Dostoyevsky supports the existence of evil by arguing that God gave His creation free will. This free will gives the human race the freedom to make choices in their actions. Some of the choices are made because of harm and suffering which offer them while others are of divine origin. Dostoyevsky, therefore, states evil as a direct result of God’s creations’ having “free will”, which gives them choice. Freedom of choices, therefore, can be argued to be the leading cause of evils that the human race commits.

Thus, in case when an innocent child is brutally murdered by a soldier, one can argue that the general had a choice of not harming the child. The question is what is the purpose of the act  in God’s plans. One argument that can explain this act would be for God to show to his creations the evil of war. In this case, we can argue that by showing us that the most innocent become the victim of warfare, God’s intention is to discourage warfare. This argument has considerable merit. Even today the horrors of wars are depicted in the eyes of innocent victims. People desist from wars because everyone is aware of innocent victims’ suffering with no influence over the war. This realization can be argued to be one of the reasons why diplomacy is preferred over war.

◆ Collected material

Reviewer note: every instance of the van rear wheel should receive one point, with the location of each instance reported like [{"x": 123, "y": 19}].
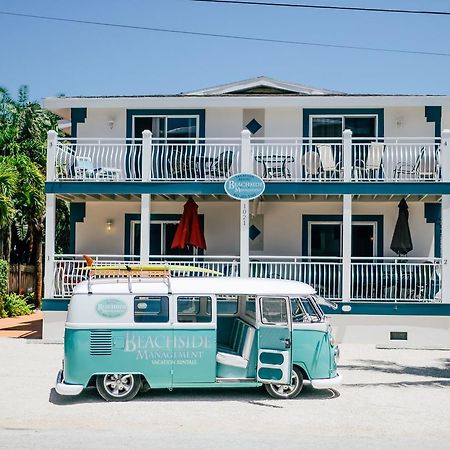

◆ Problems
• a. In the passage on Dostoyevsky and evil, what does Dostoyevsky argue that God gave His creation?
• b. Condense the paragraph of the passage on Dostoyevsky and evil that begins "Dostoyevsky supports the existence of evil" into two or three sentences, keeping its main facts.

◆ Outputs
• a. God gave His creation free will.

• b. Dostoyevsky explains the existence of evil by arguing that God gave His creation free will, which lets human beings choose how they act. He therefore sees evil as a direct result of that free will, so freedom of choice can be argued to be the leading cause of the evils that humans commit.